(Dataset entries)
########
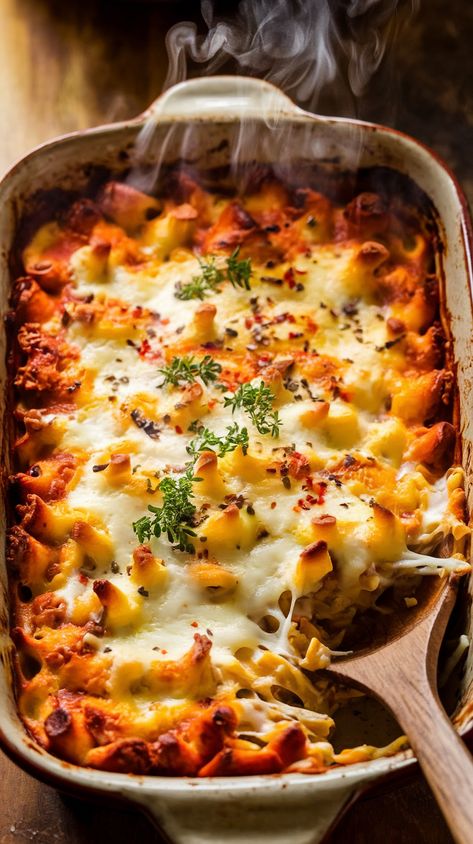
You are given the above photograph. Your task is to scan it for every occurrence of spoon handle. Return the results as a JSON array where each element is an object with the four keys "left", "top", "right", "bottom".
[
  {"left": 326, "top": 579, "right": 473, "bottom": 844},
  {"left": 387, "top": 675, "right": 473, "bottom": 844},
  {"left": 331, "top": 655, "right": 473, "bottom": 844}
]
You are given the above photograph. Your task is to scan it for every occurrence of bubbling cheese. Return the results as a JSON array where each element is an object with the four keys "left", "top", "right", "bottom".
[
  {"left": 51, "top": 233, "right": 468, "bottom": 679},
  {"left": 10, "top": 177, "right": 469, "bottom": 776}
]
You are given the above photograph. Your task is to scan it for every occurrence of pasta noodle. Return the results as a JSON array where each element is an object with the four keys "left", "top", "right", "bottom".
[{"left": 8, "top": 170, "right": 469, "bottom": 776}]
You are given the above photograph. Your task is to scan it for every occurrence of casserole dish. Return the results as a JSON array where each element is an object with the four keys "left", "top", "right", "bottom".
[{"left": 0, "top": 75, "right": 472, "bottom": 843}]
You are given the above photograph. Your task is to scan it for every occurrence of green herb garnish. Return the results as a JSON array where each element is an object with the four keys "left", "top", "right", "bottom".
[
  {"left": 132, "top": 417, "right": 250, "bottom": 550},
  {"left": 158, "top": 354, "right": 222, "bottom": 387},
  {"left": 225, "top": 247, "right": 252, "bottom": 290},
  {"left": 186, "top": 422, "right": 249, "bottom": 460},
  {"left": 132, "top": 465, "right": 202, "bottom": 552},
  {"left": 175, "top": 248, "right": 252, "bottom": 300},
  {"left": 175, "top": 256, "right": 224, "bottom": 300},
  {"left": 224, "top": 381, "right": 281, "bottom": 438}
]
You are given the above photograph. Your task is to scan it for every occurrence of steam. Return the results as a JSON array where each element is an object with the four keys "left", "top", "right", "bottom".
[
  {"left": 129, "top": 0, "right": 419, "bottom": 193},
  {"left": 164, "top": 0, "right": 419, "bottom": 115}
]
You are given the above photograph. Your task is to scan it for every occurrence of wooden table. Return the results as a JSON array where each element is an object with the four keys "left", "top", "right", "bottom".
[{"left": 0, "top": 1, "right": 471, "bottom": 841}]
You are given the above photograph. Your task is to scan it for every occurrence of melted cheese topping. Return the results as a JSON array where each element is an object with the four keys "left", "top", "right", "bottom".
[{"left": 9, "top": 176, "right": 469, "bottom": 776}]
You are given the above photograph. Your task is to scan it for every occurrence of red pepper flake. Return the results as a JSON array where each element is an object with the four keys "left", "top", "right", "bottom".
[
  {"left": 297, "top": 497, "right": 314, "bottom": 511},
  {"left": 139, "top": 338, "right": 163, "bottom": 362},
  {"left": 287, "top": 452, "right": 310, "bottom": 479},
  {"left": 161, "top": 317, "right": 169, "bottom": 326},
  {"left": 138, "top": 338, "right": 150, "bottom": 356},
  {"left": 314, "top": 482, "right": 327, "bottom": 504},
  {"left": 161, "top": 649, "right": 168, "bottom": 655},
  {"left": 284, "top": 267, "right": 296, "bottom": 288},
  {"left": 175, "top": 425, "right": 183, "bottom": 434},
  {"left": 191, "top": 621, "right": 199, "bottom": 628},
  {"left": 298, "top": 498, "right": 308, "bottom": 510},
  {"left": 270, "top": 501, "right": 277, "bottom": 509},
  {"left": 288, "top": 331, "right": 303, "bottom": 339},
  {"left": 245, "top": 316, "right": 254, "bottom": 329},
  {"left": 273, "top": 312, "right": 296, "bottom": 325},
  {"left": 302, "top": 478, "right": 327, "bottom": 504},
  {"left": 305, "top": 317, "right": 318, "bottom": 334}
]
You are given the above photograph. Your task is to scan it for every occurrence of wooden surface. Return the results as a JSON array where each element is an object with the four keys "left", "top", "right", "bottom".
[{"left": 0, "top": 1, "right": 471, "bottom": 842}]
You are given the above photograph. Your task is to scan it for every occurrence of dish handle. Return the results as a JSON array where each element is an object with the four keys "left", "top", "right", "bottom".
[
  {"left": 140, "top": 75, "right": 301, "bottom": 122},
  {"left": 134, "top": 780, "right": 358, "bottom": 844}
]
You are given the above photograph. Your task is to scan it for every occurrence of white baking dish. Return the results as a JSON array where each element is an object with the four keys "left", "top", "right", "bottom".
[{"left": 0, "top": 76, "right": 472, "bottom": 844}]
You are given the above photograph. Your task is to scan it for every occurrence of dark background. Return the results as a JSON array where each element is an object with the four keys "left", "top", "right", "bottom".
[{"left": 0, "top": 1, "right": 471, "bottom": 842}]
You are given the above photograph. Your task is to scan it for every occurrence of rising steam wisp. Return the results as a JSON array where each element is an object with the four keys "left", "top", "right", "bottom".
########
:: Aim of the exercise ::
If an entry holds a picture, leave the picture out and repeat the rest exactly.

:: Answer ::
You are given the above photograph. Your task is to scan it for every occurrence of spoon handle. Return the results as a JSON array where each element is an object with the four keys "left", "top", "right", "bottom".
[
  {"left": 326, "top": 579, "right": 473, "bottom": 844},
  {"left": 387, "top": 675, "right": 473, "bottom": 844},
  {"left": 331, "top": 655, "right": 473, "bottom": 844}
]
You are given the above photograph. Your task is to scan it for every occurrence of bubbling cheese. Return the results as a JSON array where each element is an object with the four keys "left", "top", "right", "bottom".
[
  {"left": 51, "top": 233, "right": 468, "bottom": 679},
  {"left": 10, "top": 177, "right": 469, "bottom": 776}
]
You are given the above photograph. Your task is to scan it for every occurrence of pasta noodle. Return the results as a JSON array where each element is an object with the four keys "left", "top", "right", "bottom".
[{"left": 8, "top": 170, "right": 469, "bottom": 776}]
You are given the above photograph. Your task is to scan it for every occurrence of casserole dish. Return the results as a JSON array where each element is an object with the four keys "left", "top", "right", "bottom".
[{"left": 0, "top": 75, "right": 472, "bottom": 843}]
You are given the above photograph. Your task is to scan it for every occurrence of green herb garnish. Return the results as a JSON array where each element is an object with the four keys "left", "top", "right", "bottom".
[
  {"left": 132, "top": 417, "right": 250, "bottom": 550},
  {"left": 158, "top": 354, "right": 222, "bottom": 387},
  {"left": 225, "top": 247, "right": 252, "bottom": 290},
  {"left": 186, "top": 422, "right": 249, "bottom": 460},
  {"left": 132, "top": 465, "right": 202, "bottom": 552},
  {"left": 175, "top": 248, "right": 252, "bottom": 300},
  {"left": 175, "top": 256, "right": 224, "bottom": 300},
  {"left": 224, "top": 381, "right": 281, "bottom": 438}
]
You are given the above photograph. Your task is to scan it for every occurrence of steam. Return the results as a JSON array where each element is an object with the four keys "left", "top", "right", "bottom".
[
  {"left": 129, "top": 0, "right": 419, "bottom": 193},
  {"left": 164, "top": 0, "right": 419, "bottom": 115}
]
You are given the above photograph. Your task is to scan it for every occurrence of wooden table. Return the results as a JSON array where each element is an object with the four keys "left", "top", "right", "bottom".
[{"left": 0, "top": 1, "right": 471, "bottom": 841}]
You are given the above photograph. Your task is to scan it for every occurrence of melted cheese topping. Return the results as a JSON array where each element is an object with the four keys "left", "top", "right", "bottom".
[{"left": 9, "top": 176, "right": 469, "bottom": 776}]
You are given the above photograph. Your task is to scan it for every occurrence of red pepper flake. Return the results as a JSON array where each element is an object with the four keys "left", "top", "right", "bottom".
[
  {"left": 297, "top": 497, "right": 314, "bottom": 511},
  {"left": 139, "top": 338, "right": 163, "bottom": 362},
  {"left": 287, "top": 452, "right": 310, "bottom": 479},
  {"left": 161, "top": 317, "right": 169, "bottom": 326},
  {"left": 138, "top": 338, "right": 150, "bottom": 356},
  {"left": 314, "top": 482, "right": 327, "bottom": 504},
  {"left": 161, "top": 649, "right": 168, "bottom": 655},
  {"left": 284, "top": 267, "right": 296, "bottom": 288},
  {"left": 175, "top": 425, "right": 183, "bottom": 434},
  {"left": 191, "top": 621, "right": 199, "bottom": 628},
  {"left": 298, "top": 498, "right": 308, "bottom": 510},
  {"left": 270, "top": 501, "right": 277, "bottom": 509},
  {"left": 288, "top": 331, "right": 303, "bottom": 339},
  {"left": 245, "top": 316, "right": 254, "bottom": 329},
  {"left": 273, "top": 312, "right": 296, "bottom": 325},
  {"left": 302, "top": 478, "right": 327, "bottom": 504},
  {"left": 305, "top": 317, "right": 318, "bottom": 334}
]
You are given the above photograph. Your task is to scan it for every occurrence of wooden surface. Return the results as a JSON array where each element is an object with the four keys "left", "top", "right", "bottom".
[{"left": 0, "top": 1, "right": 471, "bottom": 842}]
You are given the above photograph. Your task is to scan it for every occurrence of dish handle. Return the results as a JSON array where each element is an object with the four keys "left", "top", "right", "bottom".
[
  {"left": 140, "top": 75, "right": 301, "bottom": 122},
  {"left": 134, "top": 780, "right": 358, "bottom": 844}
]
You are given the above photograph. Your task is to scan it for every occurrence of white baking dish. Return the results as a JSON array where each element is an object with the four keys "left", "top", "right", "bottom".
[{"left": 0, "top": 76, "right": 472, "bottom": 844}]
You are given the above photograph. Your task is to scan it for every occurrence of dark background. Return the results as a JSON array where each element is an object with the four keys "left", "top", "right", "bottom".
[{"left": 0, "top": 1, "right": 471, "bottom": 842}]
You are given the above photograph. Your task is to scan it for every occurrence of rising steam wisp. Return the results as a JSON array where each element is an object with the four keys "left", "top", "right", "bottom".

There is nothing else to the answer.